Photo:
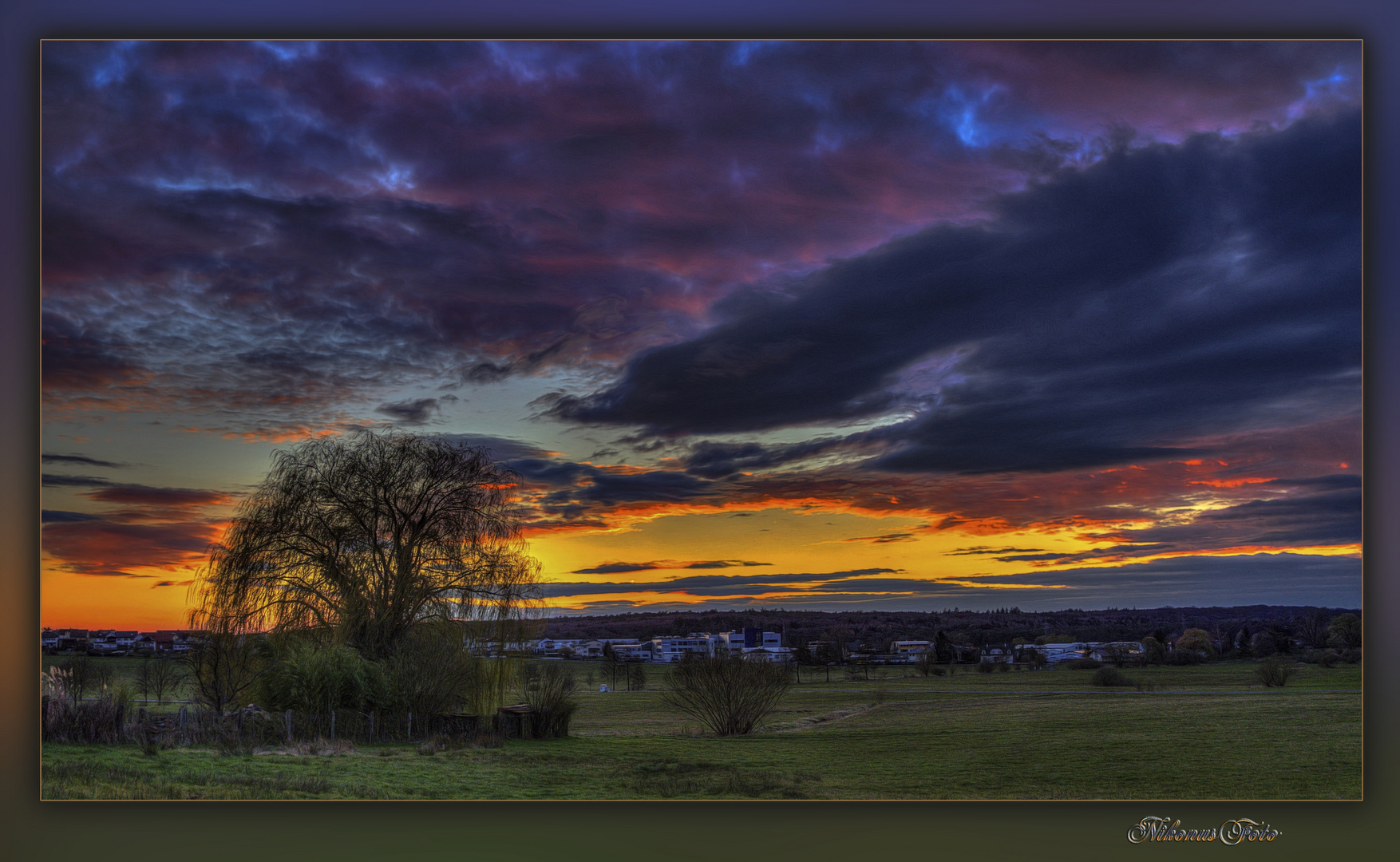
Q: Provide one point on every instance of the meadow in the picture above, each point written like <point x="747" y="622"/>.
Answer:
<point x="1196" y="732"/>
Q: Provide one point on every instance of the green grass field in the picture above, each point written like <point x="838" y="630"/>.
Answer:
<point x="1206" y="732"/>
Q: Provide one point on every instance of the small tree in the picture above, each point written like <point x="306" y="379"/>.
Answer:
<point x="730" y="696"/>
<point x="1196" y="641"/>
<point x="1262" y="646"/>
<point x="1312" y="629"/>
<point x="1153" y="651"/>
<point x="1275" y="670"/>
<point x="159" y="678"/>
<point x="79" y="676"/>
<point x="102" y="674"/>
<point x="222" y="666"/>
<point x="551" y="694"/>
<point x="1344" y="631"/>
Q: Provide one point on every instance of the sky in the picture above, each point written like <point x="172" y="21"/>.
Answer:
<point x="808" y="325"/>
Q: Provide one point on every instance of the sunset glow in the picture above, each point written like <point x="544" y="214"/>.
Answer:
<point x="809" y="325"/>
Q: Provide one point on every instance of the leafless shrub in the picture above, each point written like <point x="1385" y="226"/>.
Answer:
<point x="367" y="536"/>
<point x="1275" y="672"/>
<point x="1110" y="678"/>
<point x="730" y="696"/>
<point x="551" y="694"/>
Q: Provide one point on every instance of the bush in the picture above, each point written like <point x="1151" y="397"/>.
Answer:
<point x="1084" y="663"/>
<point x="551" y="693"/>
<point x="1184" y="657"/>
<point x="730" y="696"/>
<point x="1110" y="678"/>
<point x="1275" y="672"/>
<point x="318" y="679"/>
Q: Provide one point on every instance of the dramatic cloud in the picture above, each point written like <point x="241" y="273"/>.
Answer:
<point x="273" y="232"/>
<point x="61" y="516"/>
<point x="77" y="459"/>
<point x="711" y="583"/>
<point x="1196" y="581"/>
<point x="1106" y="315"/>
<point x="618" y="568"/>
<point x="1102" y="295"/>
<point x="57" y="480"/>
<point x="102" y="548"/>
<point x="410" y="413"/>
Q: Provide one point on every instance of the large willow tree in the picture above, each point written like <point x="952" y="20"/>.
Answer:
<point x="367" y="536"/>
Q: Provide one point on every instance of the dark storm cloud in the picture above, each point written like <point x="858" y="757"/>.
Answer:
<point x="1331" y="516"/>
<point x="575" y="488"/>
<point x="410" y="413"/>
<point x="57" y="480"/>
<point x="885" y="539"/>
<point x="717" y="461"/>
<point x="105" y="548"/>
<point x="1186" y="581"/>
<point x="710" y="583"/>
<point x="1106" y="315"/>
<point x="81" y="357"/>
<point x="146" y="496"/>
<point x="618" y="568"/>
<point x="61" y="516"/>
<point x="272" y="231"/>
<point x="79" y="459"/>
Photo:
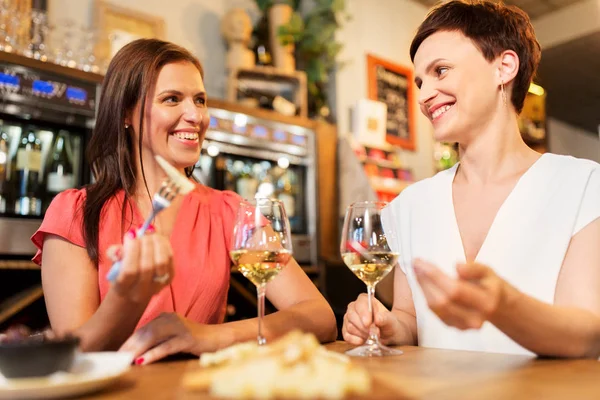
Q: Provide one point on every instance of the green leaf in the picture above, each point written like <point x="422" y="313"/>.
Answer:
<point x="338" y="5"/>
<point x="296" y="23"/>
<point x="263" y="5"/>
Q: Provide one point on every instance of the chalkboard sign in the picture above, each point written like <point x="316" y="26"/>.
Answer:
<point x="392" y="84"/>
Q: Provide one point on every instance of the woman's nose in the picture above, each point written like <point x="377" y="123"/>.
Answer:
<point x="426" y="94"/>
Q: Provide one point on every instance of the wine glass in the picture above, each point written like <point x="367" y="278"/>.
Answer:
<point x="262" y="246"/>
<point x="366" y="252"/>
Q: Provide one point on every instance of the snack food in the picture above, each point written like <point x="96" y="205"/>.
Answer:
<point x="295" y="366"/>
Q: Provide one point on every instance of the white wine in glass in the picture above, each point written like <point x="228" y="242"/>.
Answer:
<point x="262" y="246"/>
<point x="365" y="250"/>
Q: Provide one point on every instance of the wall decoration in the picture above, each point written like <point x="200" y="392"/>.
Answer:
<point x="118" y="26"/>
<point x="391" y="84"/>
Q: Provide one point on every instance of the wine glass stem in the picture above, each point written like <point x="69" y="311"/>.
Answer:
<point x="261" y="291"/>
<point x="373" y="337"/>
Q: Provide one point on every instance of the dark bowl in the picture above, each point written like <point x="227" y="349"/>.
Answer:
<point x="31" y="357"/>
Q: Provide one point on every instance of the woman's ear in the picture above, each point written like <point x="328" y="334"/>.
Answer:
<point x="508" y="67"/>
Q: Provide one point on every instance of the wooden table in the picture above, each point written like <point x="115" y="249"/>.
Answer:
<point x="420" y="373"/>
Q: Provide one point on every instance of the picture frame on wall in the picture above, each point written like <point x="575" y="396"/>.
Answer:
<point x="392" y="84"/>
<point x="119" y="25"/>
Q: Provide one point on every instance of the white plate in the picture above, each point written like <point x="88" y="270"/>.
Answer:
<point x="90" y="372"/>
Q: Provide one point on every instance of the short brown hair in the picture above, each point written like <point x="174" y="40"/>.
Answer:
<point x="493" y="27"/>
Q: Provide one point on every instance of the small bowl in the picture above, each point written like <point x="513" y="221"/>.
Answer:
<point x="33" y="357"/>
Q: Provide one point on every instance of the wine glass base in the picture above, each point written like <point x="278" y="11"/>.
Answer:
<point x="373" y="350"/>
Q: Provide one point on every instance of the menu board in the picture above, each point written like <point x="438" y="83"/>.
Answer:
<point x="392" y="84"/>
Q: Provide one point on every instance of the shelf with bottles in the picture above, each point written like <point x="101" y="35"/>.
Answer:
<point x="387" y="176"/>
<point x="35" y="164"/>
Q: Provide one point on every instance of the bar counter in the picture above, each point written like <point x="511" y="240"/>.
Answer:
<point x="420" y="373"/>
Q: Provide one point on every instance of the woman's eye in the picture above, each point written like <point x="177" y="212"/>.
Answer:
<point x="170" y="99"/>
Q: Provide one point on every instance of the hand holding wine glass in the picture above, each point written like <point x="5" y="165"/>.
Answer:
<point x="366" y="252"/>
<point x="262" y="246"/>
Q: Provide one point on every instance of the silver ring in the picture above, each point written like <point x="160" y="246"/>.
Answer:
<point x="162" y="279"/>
--------------------------------------------------
• Task to complete
Repeat the lines of the listing above verbatim, beginning at its first line and ending at the line containing "Q: Provide one point on every instance of the dramatic", which is included. Omit pictures.

• Output below
Photo:
Q: Provide one point on every instance of the meadow in the picture above, each point written like <point x="747" y="622"/>.
Answer:
<point x="1196" y="732"/>
Q: Provide one point on every instance of the green grass field in the picture above, each point written like <point x="838" y="630"/>.
Answer:
<point x="1206" y="732"/>
Q: Provide one point on every instance of the small tree in the picture above, each point written like <point x="306" y="379"/>.
Answer:
<point x="730" y="696"/>
<point x="1196" y="641"/>
<point x="1262" y="646"/>
<point x="1312" y="629"/>
<point x="1153" y="651"/>
<point x="1275" y="670"/>
<point x="159" y="678"/>
<point x="79" y="676"/>
<point x="102" y="674"/>
<point x="222" y="666"/>
<point x="551" y="694"/>
<point x="1344" y="631"/>
Q: Provide one point on every instance of the sky in the picture above, each point written like <point x="172" y="21"/>.
Answer:
<point x="808" y="325"/>
Q: Provide one point on every instance of the sunset glow in the picture above, each point written like <point x="544" y="214"/>.
Answer:
<point x="809" y="325"/>
Q: Provide one point on every instance of the leafless shrub in the picture above, each point written like <point x="1385" y="226"/>.
Answer:
<point x="367" y="536"/>
<point x="1275" y="672"/>
<point x="1110" y="678"/>
<point x="730" y="696"/>
<point x="551" y="694"/>
Q: Provide one point on every instance of the bush in the picture above, each point written like <point x="1151" y="397"/>.
Answer:
<point x="1084" y="663"/>
<point x="551" y="693"/>
<point x="1184" y="657"/>
<point x="730" y="696"/>
<point x="1110" y="678"/>
<point x="1275" y="672"/>
<point x="318" y="679"/>
Q: Provide one point on every instance of the dramatic cloud in the picture above, each point written like <point x="241" y="273"/>.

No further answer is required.